Written task> Please render the rows below as a numbered list, leaving out blank lines and including only those between the lines holding "Put a point on every instance of the excavated soil;" and "<point>122,186</point>", inclusive.

Data lines>
-------
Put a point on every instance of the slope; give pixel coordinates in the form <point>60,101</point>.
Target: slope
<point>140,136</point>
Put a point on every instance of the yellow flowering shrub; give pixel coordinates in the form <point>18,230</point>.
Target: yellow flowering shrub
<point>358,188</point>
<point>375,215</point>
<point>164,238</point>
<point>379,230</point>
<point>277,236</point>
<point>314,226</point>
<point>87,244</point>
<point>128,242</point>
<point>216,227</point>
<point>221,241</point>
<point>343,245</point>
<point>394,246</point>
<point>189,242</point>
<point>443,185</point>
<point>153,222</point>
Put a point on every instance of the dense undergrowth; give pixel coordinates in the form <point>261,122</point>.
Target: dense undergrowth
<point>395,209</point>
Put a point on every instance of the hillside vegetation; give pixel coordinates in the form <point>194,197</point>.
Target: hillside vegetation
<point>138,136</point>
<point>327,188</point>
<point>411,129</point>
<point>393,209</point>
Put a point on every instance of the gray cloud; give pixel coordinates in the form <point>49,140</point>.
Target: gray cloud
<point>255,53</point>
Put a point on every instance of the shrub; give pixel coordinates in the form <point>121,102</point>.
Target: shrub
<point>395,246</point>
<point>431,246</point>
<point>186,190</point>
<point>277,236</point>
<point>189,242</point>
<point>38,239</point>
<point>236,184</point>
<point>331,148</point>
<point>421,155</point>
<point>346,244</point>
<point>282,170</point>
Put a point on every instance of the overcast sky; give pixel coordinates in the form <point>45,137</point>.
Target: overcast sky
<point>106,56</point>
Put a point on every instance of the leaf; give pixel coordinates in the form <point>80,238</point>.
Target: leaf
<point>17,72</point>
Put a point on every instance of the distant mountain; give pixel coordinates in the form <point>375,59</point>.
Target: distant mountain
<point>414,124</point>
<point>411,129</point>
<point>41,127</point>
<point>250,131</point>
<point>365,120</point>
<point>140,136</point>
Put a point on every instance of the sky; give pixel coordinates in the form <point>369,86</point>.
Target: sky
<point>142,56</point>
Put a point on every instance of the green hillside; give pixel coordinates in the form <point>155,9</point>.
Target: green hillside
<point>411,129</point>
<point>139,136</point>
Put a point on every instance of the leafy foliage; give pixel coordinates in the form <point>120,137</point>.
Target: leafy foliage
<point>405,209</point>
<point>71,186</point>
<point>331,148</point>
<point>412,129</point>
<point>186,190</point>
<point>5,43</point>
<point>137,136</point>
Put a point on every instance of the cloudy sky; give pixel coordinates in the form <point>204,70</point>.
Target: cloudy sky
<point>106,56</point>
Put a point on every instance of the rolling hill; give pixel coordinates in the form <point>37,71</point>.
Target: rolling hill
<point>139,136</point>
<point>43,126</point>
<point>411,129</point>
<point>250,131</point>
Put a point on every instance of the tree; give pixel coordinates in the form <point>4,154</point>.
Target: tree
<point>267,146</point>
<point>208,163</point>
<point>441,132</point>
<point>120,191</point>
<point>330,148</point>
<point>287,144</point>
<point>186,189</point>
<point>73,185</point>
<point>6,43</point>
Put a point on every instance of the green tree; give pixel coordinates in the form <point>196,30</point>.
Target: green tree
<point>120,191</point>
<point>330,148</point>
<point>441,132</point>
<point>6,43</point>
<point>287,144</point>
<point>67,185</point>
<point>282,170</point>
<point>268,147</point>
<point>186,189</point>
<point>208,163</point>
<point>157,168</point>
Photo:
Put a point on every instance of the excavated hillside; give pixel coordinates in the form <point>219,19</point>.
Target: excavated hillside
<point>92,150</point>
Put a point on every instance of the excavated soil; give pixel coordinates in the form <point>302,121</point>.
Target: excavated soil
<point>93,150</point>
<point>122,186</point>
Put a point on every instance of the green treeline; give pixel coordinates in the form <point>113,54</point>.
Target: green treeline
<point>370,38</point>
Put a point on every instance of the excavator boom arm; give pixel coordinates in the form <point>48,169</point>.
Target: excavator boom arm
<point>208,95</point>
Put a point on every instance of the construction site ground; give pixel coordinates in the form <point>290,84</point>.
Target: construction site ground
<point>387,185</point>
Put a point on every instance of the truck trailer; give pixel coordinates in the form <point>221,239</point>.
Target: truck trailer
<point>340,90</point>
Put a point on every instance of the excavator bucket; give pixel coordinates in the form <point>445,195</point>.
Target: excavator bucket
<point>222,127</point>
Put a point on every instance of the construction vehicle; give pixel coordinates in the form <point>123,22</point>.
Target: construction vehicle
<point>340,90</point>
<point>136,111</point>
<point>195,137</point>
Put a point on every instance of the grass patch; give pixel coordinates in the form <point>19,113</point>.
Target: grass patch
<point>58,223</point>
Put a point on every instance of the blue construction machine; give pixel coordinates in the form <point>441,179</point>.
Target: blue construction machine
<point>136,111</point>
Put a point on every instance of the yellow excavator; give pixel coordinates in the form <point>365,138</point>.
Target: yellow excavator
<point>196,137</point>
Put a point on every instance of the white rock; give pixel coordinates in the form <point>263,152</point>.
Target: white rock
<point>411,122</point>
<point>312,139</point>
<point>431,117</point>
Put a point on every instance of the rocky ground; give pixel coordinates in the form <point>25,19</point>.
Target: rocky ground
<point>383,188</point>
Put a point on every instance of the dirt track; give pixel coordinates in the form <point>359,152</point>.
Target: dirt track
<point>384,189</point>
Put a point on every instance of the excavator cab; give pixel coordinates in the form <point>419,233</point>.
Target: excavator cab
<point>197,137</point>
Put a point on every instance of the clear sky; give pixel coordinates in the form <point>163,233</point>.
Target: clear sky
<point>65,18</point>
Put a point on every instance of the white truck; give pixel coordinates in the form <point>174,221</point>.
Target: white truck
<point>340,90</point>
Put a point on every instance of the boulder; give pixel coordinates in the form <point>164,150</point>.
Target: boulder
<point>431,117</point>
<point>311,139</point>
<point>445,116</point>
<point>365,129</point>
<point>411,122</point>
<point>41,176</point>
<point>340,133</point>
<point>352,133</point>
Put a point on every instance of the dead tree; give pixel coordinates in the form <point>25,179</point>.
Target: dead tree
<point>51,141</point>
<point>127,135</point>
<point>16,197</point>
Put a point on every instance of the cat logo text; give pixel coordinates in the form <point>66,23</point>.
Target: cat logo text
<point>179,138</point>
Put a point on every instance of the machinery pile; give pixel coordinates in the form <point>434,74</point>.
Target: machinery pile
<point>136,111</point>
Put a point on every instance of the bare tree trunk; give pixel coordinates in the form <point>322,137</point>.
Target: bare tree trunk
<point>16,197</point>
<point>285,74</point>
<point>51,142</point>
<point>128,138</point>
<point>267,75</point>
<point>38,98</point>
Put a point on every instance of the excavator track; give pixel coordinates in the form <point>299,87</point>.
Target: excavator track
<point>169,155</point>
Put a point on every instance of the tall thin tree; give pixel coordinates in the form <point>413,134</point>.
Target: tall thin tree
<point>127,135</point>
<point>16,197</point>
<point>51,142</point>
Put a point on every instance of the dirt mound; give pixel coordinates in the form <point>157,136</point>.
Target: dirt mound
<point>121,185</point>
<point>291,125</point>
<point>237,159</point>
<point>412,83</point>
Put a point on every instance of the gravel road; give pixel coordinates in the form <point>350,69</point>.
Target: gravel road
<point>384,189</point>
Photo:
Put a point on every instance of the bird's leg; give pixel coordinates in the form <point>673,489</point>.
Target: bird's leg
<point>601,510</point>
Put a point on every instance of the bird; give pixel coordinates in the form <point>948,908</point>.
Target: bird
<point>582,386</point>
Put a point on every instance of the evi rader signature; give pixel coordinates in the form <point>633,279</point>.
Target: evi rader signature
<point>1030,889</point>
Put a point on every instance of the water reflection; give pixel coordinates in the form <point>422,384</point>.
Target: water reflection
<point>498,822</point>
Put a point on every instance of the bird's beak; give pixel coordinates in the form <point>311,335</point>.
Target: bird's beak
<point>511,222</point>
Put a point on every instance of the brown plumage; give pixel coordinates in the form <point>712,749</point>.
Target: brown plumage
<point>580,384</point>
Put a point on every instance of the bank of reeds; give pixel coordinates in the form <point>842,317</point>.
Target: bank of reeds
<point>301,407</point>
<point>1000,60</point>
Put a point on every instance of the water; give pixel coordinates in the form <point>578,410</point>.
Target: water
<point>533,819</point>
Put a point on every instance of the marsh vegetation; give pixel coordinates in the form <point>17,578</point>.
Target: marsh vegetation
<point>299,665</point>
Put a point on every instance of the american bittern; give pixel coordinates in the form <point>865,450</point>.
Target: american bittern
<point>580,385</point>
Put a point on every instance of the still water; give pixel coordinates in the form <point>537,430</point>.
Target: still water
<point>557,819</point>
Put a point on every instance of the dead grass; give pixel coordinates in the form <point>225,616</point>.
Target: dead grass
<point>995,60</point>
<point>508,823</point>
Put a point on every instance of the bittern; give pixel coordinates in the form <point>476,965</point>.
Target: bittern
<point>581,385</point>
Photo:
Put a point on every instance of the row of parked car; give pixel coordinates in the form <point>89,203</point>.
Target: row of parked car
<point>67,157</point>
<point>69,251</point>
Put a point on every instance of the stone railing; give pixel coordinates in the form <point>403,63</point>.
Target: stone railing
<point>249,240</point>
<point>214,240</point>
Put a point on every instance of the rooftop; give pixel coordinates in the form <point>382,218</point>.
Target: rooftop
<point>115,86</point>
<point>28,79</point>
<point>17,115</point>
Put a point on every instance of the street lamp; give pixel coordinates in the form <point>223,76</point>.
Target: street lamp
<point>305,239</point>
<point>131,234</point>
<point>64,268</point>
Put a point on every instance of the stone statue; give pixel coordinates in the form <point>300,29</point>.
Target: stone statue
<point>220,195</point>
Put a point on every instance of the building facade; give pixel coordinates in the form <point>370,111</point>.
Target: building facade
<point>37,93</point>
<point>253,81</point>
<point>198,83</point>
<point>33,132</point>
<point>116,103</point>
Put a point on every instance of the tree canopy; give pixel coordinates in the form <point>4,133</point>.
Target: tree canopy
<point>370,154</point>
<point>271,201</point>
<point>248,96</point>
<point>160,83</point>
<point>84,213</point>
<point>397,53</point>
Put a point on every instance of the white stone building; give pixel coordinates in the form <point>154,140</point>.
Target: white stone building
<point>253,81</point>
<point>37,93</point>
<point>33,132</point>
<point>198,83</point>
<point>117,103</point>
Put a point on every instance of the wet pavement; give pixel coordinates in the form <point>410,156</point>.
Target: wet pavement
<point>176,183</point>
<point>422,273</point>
-------
Exercise response>
1. Put a point on every instance of the excavated soil; give pixel coordinates in the form <point>302,121</point>.
2. Target: excavated soil
3. <point>93,150</point>
4. <point>122,186</point>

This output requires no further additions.